YOUR TASK: Repeat every entry word for word. Images do not belong in the copy.

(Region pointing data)
* * * *
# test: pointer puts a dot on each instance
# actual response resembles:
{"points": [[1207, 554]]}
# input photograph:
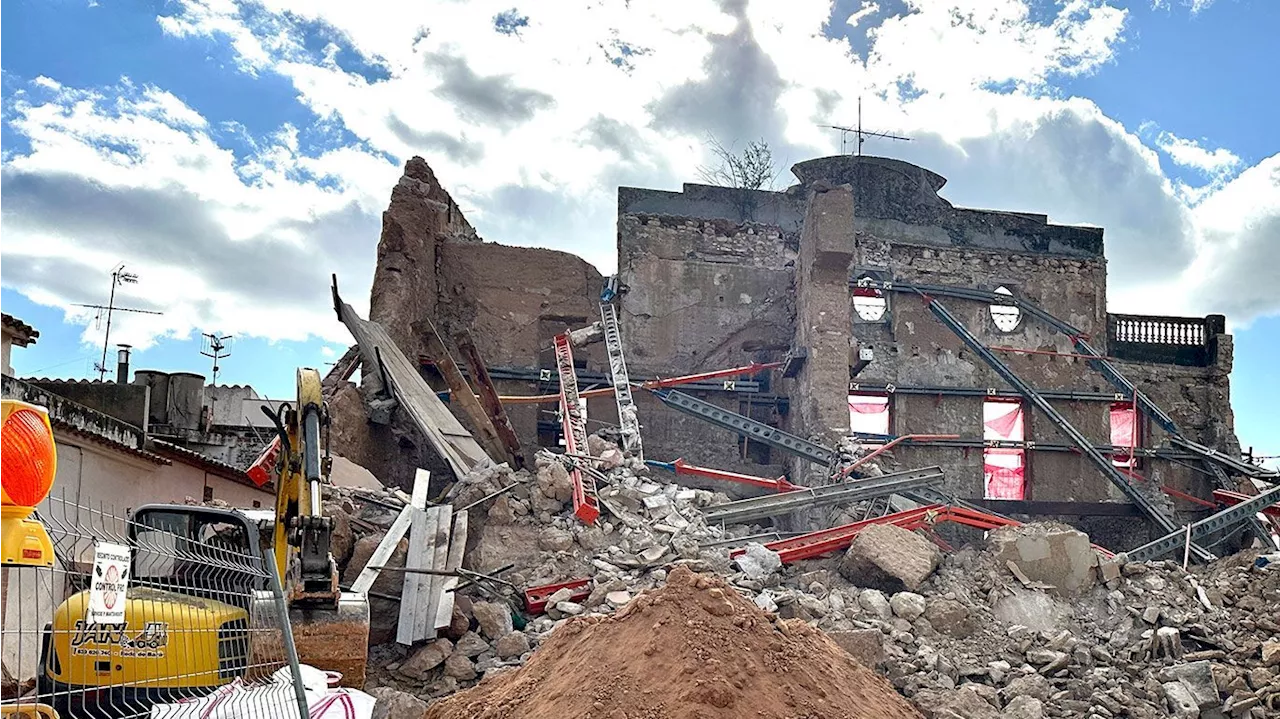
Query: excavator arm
{"points": [[330, 627]]}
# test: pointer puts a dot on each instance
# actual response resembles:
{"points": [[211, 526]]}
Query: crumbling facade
{"points": [[713, 278]]}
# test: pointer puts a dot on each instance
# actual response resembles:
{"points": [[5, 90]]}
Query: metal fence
{"points": [[165, 612]]}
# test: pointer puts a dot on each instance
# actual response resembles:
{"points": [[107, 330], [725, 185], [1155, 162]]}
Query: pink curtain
{"points": [[1004, 468], [868, 413], [1123, 431]]}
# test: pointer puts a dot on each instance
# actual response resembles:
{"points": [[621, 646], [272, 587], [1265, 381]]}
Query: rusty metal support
{"points": [[489, 395], [461, 394]]}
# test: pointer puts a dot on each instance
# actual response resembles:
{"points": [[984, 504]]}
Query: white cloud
{"points": [[531, 132], [1192, 154], [868, 9], [131, 174]]}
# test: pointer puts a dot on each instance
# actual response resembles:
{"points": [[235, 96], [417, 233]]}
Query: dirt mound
{"points": [[690, 650]]}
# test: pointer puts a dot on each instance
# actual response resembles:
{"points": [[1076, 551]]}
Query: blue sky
{"points": [[236, 152]]}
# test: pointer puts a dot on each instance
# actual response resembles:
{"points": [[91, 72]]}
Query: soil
{"points": [[693, 649]]}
* * * *
RESPONSE BELOW:
# test: pointer puts a dot on each instance
# actual response resembles:
{"points": [[1207, 554]]}
# input photograph:
Query: excavator arm
{"points": [[330, 627]]}
# test: pointer puts a dot on each instance
# actual response resembles:
{"points": [[211, 526]]}
Query: crumbling facade
{"points": [[713, 278]]}
# test: pointer puts a dot on each instance
# actual response resembles:
{"points": [[5, 90]]}
Query: metal fence
{"points": [[165, 612]]}
# test: pointer puts a dot on each instance
# actual response resembles:
{"points": [[107, 330], [725, 185], [1155, 162]]}
Query: pink curtain
{"points": [[1004, 468], [868, 413], [1123, 431]]}
# test: pointer puts a dot on each instance
# actual response resembles:
{"points": [[621, 646], [272, 587], [1265, 381]]}
Query: rusty metal support
{"points": [[489, 395], [461, 394]]}
# test: pointer puts a dot on each instance
# actual response resembles:
{"points": [[984, 504]]}
Query: white cloud
{"points": [[531, 132], [1192, 154], [868, 9], [131, 174]]}
# test: pointer puts a dot on each instance
# actual response resembles:
{"points": [[235, 96], [417, 233]]}
Query: dirt mound
{"points": [[690, 650]]}
# test: pointer puts a dot on each instance
# actual response resembles:
{"points": [[1076, 551]]}
Query: blue sky
{"points": [[236, 152]]}
# test: pointer puts a dot on each instance
# actual response resembles:
{"points": [[91, 72]]}
Query: soil
{"points": [[693, 649]]}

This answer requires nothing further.